What you should do: Transcribe the book description about Morgan below in full, word for word and with the same punctuation.

Text shown:
──────────────────────────────

Morgan has more than her fair share of teen angst. She’s regularly the only black person in the room, frequently told that she’s “not really black.” She takes medication for depression and anxiety. Her history teacher is clueless about black history and idolizes Ronald Reagan. For a Goodwill clothes–wearing “emo” girl in a sunny Southern California suburb, Christian school is “like going to high school inside a church inside a PacSun.” And Morgan is tired of having to act like she’s religious. She has doubts about faith and her ability to handle life, and if she were white, she’d be cool in a late-’90s teen film kind of way. But a black manic pixie dream girl is not something her peers embrace as cool. With music as a solace and constant companion, Morgan and her motley crew of friends navigate love, bullying, and an uncertain future. Poet Parker offers readers a heart-filled, laugh-out-loud hilarious YA fiction debut. Morgan’s pain and passion electrify every page. Her life feels like a mess, but faced with racism, rejection, and everyday growing pains, her hope and determination still shine through.
A funny, clever, wild ride of a story about growing up and breaking free.
A brilliant, frustrated girl seeks connection and freedom beyond her claustrophobic hometown.

──────────────────────────────

Data extract:
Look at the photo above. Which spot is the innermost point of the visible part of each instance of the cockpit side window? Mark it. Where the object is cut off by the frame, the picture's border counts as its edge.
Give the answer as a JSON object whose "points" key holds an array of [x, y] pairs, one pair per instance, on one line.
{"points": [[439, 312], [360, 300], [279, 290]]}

──────────────────────────────

Response to the task:
Morgan has more than her fair share of teen angst. She’s regularly the only black person in the room, frequently told that she’s “not really black.” She takes medication for depression and anxiety. Her history teacher is clueless about black history and idolizes Ronald Reagan. For a Goodwill clothes–wearing “emo” girl in a sunny Southern California suburb, Christian school is “like going to high school inside a church inside a PacSun.” And Morgan is tired of having to act like she’s religious. She has doubts about faith and her ability to handle life, and if she were white, she’d be cool in a late-’90s teen film kind of way. But a black manic pixie dream girl is not something her peers embrace as cool. With music as a solace and constant companion, Morgan and her motley crew of friends navigate love, bullying, and an uncertain future. Poet Parker offers readers a heart-filled, laugh-out-loud hilarious YA fiction debut. Morgan’s pain and passion electrify every page. Her life feels like a mess, but faced with racism, rejection, and everyday growing pains, her hope and determination still shine through.
A funny, clever, wild ride of a story about growing up and breaking free.
A brilliant, frustrated girl seeks connection and freedom beyond her claustrophobic hometown.